[EXERCISE PROMPT]:
Transcribe everything below, word for word, from the line containing "Practice step: point at the white" down to the end of the entries.

[Position annotation entries]:
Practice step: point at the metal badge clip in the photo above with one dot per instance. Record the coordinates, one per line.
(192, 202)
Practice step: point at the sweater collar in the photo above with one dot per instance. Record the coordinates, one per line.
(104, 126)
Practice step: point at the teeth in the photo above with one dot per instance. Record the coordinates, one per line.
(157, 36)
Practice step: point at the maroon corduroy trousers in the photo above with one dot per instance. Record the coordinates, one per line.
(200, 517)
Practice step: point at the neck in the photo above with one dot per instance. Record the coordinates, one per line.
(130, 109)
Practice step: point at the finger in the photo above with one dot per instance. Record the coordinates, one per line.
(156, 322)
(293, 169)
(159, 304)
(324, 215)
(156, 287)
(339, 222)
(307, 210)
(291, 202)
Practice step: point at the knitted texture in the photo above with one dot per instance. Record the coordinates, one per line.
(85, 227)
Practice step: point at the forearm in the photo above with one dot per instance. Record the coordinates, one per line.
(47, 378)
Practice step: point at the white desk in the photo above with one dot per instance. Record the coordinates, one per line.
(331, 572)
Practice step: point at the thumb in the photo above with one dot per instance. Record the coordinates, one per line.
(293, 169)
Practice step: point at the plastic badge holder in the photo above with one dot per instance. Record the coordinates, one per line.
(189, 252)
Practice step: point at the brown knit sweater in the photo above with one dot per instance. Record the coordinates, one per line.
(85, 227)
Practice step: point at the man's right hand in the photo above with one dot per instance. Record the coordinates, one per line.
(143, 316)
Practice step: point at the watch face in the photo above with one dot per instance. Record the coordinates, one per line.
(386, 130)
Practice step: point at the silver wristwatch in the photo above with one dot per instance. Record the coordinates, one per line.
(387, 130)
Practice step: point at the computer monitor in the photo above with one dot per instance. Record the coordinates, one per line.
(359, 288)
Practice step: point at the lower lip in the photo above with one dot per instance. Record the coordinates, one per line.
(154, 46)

[RESULT OF THIS EXERCISE]:
Practice step: point at the white desk in the photo above with one dot per instance. Record the coordinates, one per line.
(331, 572)
Practice step: point at the thumb in the photo above with one dot per instance. Record the coordinates, one per line.
(293, 169)
Practice step: point at the plastic badge holder in the photo above with one dot per instance. Record the coordinates, one per line.
(189, 252)
Practice step: point at the brown knit sweater in the photo above with one dot per instance. Record the coordinates, one per line.
(85, 227)
Practice step: point at the man's right hand in the photo above with one dot per instance. Record the coordinates, one per line.
(143, 316)
Practice step: point at the watch face in the photo above with one dot per instance. Record the coordinates, one per line.
(386, 130)
Practice step: point at the silver wristwatch in the photo above with one dot per instance. Record the coordinates, one per line.
(387, 130)
Practice step: point at the computer monitor in the photo above with one dot per instance. Record the coordinates, one per line.
(359, 288)
Practice step: point at the lower lip in the photo above with one dot per instance. Record the coordinates, one per line.
(154, 46)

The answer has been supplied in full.